This is certainly a point that needs clarification.
comment:13 follow-up: ↓ 20 Changed 2 years ago by
I don't expect that to be an error, but instead return [4, 9, 10]
or maybe Family({2:4, 3:9, 10:10})
.
What you are essentially asking for is a slice of a dict
. However, I don't think this makes a lot of sense.
Also, what do you do when the keys are not (and cannot be) ordered?
I think this is fine when the Family
object is list-like, but in general, I doubt it is possible to get something consistent.
comment:14 Changed 2 years ago by
My take is that Family
is trying to abstract the difference between lists and hashes etc. away. But currently the slicing behavior of lists leaks through to __item__
. It would be fine to just make the first example in the ticket description an error too.
But I think slicing *is* very useful, and the specification that we have worked out so far on the ticket seems consistent. We could just make unbounded ranges an error - bounded ranges would still be good enough.
comment:15 Changed 2 years ago by
I agree that slicing is useful.
Even with bounded ranges, there still is a problem when the keys are not comparable (say, indexed by complex numbers). If they form a poset, then the natural thing would be the interval between them, but the next question is how do you check you got everything? For finite posets, this isn't a problem, but a Family
can be indexed by an infinite set. Do you want to just disallow slices when the set is infinite? Or perhaps just non-enumerated sets, where you don't have a rank
function?
comment:16 Changed 2 years ago by
I am not sure about the interpretation of slice(a, b) as intervals. That is not really compatible with the idea that it is an error if an element is missing.
Rather I'd make the assumption that the index set is totally ordered and define slice(a,b) == slice(a, b, 1) and slice(a, b, step) == [ a, a+step, ... ]
comment:17 Changed 2 years ago by
Then what does "totally ordered" and "missing" mean here? The set [0, 2, 3, 10]
is totally ordered, and there are 4! number of orderings possible to. What about if I do [0, 2/3, 3/10, 5]
as my keys?
comment:18 Changed 2 years ago by
- Dependencies set to #29991
comment:19 Changed 2 years ago by
- Description modified (diff)
comment:20 in reply to: ↑ 13 ; follow-up: ↓ 21 Changed 2 years ago by
Replying to tscrim:
I don't expect that to be an error, but instead return
[4, 9, 10]
or maybeFamily({2:4, 3:9, 10:10})
.

SUPPLIED INFORMATION:
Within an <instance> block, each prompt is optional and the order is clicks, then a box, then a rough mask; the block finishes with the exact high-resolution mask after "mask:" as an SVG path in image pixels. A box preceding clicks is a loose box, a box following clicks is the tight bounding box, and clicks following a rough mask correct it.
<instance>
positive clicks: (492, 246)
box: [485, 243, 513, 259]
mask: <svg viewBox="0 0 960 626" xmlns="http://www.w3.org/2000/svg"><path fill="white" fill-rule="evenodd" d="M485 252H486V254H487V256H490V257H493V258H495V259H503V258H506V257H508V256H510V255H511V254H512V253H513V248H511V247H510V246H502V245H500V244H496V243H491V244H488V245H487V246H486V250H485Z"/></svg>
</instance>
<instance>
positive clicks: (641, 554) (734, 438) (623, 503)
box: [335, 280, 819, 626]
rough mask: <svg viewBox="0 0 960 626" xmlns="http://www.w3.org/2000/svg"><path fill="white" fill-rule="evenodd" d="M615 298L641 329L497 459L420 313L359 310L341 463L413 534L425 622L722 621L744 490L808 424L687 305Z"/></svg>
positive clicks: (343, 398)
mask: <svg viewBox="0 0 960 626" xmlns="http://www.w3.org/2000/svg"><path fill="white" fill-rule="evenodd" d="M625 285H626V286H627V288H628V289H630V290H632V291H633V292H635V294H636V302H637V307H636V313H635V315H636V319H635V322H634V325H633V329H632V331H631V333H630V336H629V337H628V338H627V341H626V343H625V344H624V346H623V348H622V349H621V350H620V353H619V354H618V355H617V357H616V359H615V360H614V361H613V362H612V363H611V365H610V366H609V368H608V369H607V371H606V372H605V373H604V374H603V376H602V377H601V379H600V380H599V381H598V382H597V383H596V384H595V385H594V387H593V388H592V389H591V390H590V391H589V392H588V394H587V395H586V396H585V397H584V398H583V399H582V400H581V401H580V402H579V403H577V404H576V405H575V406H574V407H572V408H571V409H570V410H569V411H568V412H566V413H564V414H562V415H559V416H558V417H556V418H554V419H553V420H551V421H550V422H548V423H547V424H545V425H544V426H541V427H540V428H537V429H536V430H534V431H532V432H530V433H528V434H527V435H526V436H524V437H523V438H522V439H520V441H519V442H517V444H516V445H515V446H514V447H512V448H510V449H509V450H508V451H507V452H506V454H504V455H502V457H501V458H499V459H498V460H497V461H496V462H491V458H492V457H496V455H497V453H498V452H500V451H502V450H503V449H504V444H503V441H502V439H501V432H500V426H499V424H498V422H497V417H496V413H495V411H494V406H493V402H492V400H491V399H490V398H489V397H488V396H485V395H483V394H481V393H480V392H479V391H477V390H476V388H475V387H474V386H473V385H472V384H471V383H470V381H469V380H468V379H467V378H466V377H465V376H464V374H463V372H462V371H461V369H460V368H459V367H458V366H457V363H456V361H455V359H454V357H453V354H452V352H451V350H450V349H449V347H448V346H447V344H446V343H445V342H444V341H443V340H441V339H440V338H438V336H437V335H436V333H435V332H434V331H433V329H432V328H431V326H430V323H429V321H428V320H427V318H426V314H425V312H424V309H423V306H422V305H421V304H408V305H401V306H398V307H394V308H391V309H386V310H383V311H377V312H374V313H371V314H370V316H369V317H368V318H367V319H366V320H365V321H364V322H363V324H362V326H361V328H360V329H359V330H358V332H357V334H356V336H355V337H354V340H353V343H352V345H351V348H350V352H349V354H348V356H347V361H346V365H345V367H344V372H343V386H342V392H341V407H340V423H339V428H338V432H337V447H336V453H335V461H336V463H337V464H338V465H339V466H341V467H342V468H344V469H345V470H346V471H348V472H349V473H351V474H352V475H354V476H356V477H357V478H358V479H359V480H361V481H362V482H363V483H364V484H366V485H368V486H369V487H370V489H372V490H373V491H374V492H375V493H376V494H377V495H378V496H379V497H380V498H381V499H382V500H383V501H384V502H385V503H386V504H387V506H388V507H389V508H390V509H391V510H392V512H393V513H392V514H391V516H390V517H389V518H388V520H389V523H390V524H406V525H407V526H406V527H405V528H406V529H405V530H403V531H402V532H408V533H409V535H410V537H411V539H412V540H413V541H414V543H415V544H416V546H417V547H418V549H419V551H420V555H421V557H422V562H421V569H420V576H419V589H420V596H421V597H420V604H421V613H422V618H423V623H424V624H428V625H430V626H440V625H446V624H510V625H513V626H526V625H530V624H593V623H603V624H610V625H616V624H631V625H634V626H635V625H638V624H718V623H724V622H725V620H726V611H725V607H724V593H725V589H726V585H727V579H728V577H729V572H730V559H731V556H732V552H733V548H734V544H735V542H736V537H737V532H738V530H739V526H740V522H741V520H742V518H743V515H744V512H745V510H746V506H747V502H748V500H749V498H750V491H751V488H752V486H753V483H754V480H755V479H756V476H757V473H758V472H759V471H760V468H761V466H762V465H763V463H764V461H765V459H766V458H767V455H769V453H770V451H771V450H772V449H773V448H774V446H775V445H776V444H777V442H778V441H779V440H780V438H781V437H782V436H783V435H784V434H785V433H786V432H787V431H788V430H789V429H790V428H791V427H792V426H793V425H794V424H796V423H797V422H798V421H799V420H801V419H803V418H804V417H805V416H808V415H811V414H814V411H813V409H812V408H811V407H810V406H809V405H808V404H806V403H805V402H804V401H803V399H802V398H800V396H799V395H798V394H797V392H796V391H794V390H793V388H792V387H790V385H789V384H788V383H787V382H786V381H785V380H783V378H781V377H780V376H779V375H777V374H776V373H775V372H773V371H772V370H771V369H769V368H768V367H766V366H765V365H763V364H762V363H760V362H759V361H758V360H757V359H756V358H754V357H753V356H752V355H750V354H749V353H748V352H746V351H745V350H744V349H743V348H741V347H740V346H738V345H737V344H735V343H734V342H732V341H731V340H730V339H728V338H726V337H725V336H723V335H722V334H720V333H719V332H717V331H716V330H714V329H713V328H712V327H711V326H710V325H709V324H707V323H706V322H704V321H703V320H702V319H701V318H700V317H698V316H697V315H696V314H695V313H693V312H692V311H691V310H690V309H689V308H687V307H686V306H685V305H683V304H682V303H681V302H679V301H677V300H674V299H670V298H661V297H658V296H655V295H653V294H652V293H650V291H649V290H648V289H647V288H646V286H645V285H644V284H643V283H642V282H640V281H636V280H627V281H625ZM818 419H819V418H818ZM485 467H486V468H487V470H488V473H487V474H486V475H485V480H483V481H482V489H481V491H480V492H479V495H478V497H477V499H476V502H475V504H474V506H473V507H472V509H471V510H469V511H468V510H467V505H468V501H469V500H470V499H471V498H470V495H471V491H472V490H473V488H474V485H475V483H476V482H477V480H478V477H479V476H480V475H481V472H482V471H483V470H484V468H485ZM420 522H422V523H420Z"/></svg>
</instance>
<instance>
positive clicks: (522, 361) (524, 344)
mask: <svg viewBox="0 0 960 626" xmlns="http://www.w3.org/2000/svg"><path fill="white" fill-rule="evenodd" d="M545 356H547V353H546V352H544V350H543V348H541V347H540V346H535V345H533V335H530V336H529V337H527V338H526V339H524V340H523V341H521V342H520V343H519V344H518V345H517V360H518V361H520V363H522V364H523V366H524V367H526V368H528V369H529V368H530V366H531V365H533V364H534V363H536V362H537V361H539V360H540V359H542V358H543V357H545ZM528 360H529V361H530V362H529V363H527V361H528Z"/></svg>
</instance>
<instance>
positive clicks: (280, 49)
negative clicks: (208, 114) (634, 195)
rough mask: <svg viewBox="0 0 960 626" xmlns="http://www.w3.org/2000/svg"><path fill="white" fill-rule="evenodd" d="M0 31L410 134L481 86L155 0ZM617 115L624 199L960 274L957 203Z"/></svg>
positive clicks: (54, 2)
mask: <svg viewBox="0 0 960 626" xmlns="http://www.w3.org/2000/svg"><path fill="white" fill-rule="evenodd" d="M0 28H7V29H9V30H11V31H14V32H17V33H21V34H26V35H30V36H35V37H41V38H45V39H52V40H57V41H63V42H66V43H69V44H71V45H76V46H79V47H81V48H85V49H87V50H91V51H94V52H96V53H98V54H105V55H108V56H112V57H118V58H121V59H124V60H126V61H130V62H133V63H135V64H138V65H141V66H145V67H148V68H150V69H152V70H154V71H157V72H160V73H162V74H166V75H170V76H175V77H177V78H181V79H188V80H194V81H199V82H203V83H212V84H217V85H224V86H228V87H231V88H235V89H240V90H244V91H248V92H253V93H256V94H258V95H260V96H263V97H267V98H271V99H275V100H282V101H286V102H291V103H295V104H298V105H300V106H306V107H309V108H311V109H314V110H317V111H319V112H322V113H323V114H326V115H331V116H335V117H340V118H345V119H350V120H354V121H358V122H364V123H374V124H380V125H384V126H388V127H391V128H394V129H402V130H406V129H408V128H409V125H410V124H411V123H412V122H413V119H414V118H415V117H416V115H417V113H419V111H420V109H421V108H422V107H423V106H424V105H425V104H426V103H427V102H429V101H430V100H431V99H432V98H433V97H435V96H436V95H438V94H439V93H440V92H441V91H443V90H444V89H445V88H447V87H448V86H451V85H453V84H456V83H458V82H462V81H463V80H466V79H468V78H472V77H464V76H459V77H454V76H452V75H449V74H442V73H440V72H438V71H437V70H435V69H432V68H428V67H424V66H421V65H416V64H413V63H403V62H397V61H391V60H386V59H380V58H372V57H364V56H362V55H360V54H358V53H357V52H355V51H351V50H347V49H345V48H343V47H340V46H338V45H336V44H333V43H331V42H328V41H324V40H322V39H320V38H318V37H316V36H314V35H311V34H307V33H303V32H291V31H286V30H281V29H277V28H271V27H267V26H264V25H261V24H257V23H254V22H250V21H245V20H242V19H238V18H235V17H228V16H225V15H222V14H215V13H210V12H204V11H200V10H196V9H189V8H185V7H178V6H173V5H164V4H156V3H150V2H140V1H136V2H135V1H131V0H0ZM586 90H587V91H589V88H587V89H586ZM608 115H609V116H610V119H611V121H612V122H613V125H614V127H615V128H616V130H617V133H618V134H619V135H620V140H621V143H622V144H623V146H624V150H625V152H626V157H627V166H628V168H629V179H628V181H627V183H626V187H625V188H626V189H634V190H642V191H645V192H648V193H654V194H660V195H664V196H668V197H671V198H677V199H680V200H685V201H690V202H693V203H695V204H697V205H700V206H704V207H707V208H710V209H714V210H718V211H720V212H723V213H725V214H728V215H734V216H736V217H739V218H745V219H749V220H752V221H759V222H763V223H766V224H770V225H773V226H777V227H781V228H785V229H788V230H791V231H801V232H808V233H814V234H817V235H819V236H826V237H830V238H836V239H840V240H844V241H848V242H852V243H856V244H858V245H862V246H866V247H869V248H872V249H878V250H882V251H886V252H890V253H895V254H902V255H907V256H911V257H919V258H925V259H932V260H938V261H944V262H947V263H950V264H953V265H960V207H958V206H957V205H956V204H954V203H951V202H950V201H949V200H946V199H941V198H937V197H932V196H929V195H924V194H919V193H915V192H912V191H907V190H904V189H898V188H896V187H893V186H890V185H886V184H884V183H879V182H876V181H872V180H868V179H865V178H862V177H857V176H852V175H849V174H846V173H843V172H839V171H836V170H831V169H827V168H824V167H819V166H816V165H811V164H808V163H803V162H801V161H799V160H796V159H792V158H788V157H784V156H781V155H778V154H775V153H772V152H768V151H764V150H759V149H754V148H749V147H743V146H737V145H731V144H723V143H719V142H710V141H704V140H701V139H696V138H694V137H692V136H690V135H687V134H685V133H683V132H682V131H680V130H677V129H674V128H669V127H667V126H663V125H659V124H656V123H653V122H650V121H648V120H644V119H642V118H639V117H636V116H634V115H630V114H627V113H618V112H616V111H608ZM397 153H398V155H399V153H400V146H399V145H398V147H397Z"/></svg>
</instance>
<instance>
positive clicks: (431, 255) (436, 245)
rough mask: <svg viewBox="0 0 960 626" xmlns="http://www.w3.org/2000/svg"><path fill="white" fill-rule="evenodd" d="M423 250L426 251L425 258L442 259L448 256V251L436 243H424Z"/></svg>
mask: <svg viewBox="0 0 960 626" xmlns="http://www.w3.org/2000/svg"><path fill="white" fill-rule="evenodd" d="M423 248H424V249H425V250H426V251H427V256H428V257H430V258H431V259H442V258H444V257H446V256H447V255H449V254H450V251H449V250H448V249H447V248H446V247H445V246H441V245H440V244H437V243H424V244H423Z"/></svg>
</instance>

WORK INSTRUCTION 1:
In the slicing discussion, what change does comment 18 record?
WORK INSTRUCTION 2:
Copy the passage of the slicing discussion starting at "comment:13 follow-up: ↓" and ending at "get something consistent.".
Answer using only the discussion text, not the rows.

EXERCISE RESPONSE 1:
Dependencies set to #29991.

EXERCISE RESPONSE 2:
comment:13 follow-up: ↓ 20 Changed 2 years ago by
I don't expect that to be an error, but instead return [4, 9, 10]
or maybe Family({2:4, 3:9, 10:10})
.
What you are essentially asking for is a slice of a dict
. However, I don't think this makes a lot of sense.
Also, what do you do when the keys are not (and cannot be) ordered?
I think this is fine when the Family
object is list-like, but in general, I doubt it is possible to get something consistent.